# Start of DOCUMENT EXCERPT

Saturday, April 05, 2014

What plighted cunning hides

It took me a few tries to get into Cloud Atlas; the first of six stories was rather boring and written using too-colloquial styles. But once I got past it, I really enjoyed the rest of the book. Weaving together 6 stories across time, David Mitchell illustrates how power and identity are shaped and shifted and endure.

The stories are dystopian: they involve the struggles of individuals against forces of society and hegemony that are pitted against them. From racism and greed in the 19th-century South Pacific, to corporate environmental destruction, to containment of undesirable old people, to a future filled with clone slaves, to a Lord-of-the-Flies-like anthropology exercise ... the stories are so captivatingly written and the underlying themes so compelling that I couldn't stop reading. Humans subjugate other humans across time, create feudal roles for each other, and draw inspiration about hope and human identity from previous ages.

# End of DOCUMENT EXCERPT
# Start of RECORDS SHOWN

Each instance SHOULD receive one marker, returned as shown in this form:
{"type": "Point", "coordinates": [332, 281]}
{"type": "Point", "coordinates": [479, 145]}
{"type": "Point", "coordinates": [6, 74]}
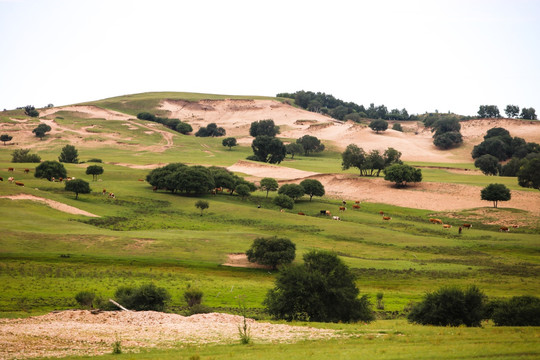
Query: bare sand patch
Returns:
{"type": "Point", "coordinates": [80, 332]}
{"type": "Point", "coordinates": [54, 204]}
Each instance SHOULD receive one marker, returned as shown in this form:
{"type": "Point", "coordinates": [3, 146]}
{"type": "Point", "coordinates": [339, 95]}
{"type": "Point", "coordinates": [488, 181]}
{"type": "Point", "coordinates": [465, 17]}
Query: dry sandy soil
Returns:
{"type": "Point", "coordinates": [79, 332]}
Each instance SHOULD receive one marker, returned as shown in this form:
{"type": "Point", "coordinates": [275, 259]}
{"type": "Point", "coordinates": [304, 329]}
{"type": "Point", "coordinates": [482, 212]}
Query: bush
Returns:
{"type": "Point", "coordinates": [283, 201]}
{"type": "Point", "coordinates": [272, 251]}
{"type": "Point", "coordinates": [450, 306]}
{"type": "Point", "coordinates": [518, 311]}
{"type": "Point", "coordinates": [144, 298]}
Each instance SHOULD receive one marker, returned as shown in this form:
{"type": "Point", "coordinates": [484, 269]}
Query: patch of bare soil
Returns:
{"type": "Point", "coordinates": [54, 204]}
{"type": "Point", "coordinates": [240, 260]}
{"type": "Point", "coordinates": [70, 333]}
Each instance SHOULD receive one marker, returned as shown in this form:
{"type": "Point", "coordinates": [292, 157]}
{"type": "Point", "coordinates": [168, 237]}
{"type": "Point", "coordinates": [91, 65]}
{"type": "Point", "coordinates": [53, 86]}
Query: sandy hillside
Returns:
{"type": "Point", "coordinates": [69, 333]}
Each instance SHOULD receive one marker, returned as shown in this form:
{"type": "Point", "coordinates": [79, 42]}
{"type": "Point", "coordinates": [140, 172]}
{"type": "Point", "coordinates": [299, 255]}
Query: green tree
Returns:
{"type": "Point", "coordinates": [283, 201]}
{"type": "Point", "coordinates": [41, 130]}
{"type": "Point", "coordinates": [31, 111]}
{"type": "Point", "coordinates": [495, 193]}
{"type": "Point", "coordinates": [378, 125]}
{"type": "Point", "coordinates": [229, 142]}
{"type": "Point", "coordinates": [402, 174]}
{"type": "Point", "coordinates": [310, 144]}
{"type": "Point", "coordinates": [312, 188]}
{"type": "Point", "coordinates": [263, 127]}
{"type": "Point", "coordinates": [95, 171]}
{"type": "Point", "coordinates": [322, 289]}
{"type": "Point", "coordinates": [450, 306]}
{"type": "Point", "coordinates": [78, 186]}
{"type": "Point", "coordinates": [50, 169]}
{"type": "Point", "coordinates": [202, 205]}
{"type": "Point", "coordinates": [488, 164]}
{"type": "Point", "coordinates": [268, 149]}
{"type": "Point", "coordinates": [5, 138]}
{"type": "Point", "coordinates": [293, 149]}
{"type": "Point", "coordinates": [294, 191]}
{"type": "Point", "coordinates": [269, 184]}
{"type": "Point", "coordinates": [272, 251]}
{"type": "Point", "coordinates": [69, 154]}
{"type": "Point", "coordinates": [529, 174]}
{"type": "Point", "coordinates": [23, 155]}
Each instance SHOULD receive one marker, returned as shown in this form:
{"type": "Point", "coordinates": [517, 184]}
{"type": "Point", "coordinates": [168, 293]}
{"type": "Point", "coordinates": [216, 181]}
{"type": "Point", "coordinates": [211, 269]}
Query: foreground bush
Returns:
{"type": "Point", "coordinates": [518, 311]}
{"type": "Point", "coordinates": [450, 306]}
{"type": "Point", "coordinates": [144, 298]}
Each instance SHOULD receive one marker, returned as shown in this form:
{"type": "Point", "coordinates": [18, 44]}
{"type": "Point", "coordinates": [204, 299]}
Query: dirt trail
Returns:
{"type": "Point", "coordinates": [70, 333]}
{"type": "Point", "coordinates": [54, 204]}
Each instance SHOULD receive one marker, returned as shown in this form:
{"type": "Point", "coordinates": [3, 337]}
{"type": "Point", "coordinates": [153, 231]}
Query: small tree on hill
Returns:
{"type": "Point", "coordinates": [69, 154]}
{"type": "Point", "coordinates": [269, 184]}
{"type": "Point", "coordinates": [78, 186]}
{"type": "Point", "coordinates": [495, 193]}
{"type": "Point", "coordinates": [312, 188]}
{"type": "Point", "coordinates": [229, 142]}
{"type": "Point", "coordinates": [5, 138]}
{"type": "Point", "coordinates": [202, 205]}
{"type": "Point", "coordinates": [95, 171]}
{"type": "Point", "coordinates": [378, 125]}
{"type": "Point", "coordinates": [272, 251]}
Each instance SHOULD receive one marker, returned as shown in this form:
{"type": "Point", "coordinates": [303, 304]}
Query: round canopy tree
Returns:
{"type": "Point", "coordinates": [272, 251]}
{"type": "Point", "coordinates": [78, 186]}
{"type": "Point", "coordinates": [50, 169]}
{"type": "Point", "coordinates": [495, 193]}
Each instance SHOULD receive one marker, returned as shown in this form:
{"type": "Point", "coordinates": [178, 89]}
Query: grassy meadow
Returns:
{"type": "Point", "coordinates": [47, 256]}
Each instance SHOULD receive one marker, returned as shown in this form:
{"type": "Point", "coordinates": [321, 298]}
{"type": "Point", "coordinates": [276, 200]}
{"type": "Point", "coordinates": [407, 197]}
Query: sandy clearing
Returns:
{"type": "Point", "coordinates": [80, 332]}
{"type": "Point", "coordinates": [54, 204]}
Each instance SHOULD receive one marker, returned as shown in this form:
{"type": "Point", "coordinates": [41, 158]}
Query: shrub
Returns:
{"type": "Point", "coordinates": [518, 311]}
{"type": "Point", "coordinates": [146, 297]}
{"type": "Point", "coordinates": [450, 306]}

# End of RECORDS SHOWN

▸ TASK OBJECTIVE: Reproduce the part of the Cloud Atlas review that starts with "What plighted cunning" and goes on through "shifted and endure.". The listing above is separate material and has nothing to do with the Cloud Atlas review.

▸ ANSWER IN FULL:
What plighted cunning hides

It took me a few tries to get into Cloud Atlas; the first of six stories was rather boring and written using too-colloquial styles. But once I got past it, I really enjoyed the rest of the book. Weaving together 6 stories across time, David Mitchell illustrates how power and identity are shaped and shifted and endure.